Collect every line from the records below that contains the word "short" and copy each one unchanged.

——————

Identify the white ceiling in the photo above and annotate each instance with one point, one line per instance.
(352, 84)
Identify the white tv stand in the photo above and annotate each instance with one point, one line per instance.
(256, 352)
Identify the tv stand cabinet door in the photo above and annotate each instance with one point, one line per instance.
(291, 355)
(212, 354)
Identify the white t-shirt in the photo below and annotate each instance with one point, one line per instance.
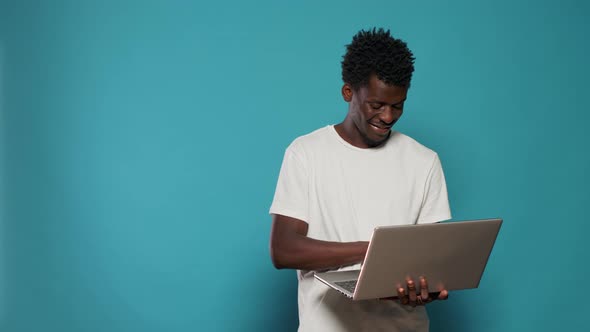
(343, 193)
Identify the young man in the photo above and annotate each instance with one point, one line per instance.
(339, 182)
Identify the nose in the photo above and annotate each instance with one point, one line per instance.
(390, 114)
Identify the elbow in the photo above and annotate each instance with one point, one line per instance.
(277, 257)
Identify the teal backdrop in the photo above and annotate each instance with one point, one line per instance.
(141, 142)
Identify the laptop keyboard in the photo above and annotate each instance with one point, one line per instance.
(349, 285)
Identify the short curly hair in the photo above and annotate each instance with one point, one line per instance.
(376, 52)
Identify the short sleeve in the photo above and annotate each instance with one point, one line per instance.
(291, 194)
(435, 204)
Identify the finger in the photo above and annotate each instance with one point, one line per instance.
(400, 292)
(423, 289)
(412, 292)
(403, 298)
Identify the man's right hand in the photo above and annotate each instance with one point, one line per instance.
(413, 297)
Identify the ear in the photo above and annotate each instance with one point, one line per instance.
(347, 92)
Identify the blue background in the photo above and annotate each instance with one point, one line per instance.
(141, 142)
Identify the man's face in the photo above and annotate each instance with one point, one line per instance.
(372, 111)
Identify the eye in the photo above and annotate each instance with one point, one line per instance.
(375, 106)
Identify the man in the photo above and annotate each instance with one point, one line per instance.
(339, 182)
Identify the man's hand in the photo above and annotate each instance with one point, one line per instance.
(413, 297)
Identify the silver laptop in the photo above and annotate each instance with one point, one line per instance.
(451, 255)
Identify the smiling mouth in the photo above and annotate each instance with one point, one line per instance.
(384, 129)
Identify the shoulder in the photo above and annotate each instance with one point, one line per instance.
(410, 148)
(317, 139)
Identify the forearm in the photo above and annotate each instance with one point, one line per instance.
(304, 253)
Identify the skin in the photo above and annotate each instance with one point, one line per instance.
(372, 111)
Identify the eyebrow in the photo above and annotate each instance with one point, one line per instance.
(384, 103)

——————

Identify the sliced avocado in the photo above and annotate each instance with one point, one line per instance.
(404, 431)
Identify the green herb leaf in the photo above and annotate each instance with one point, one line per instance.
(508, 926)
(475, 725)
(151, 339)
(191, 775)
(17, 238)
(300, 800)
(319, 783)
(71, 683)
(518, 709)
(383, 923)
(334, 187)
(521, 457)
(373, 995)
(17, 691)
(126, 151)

——————

The completed task -
Identify the short curly hair in the photo above and annotate each instance with one point, one line per instance.
Identify the short sleeve in the photo above and annotate each instance with one point, one line per instance.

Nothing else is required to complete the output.